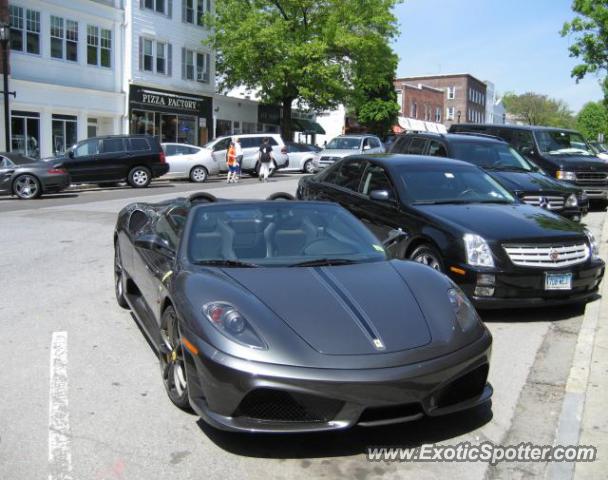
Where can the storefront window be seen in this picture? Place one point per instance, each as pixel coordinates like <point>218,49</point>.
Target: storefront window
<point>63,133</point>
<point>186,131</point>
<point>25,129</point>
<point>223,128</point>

...

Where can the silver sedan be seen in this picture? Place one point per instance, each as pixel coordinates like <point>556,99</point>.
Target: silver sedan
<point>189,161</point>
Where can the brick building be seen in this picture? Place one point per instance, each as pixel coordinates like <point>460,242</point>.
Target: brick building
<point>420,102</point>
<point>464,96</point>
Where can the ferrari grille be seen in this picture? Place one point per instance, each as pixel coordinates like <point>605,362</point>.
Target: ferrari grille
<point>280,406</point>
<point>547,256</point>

- EXERCISE BRIEF: Pull out each line in the material above that contains the string "pixel". Only matches with the same capitalization count.

- SOLUTION FOR THIS EXERCISE:
Where can the storefront window be seen in this picture? Place one point per instance, each as pixel coordinates like <point>218,49</point>.
Where can the silver sedan be seen in this picture? Place one point per instance, each as pixel coordinates like <point>556,99</point>.
Where can the brick building be seen in this picture? Place one point per instance, each as pixel coordinates like <point>460,242</point>.
Where can the ferrari grille be seen in this picture? Place one point per instance, each as pixel coordinates like <point>605,362</point>.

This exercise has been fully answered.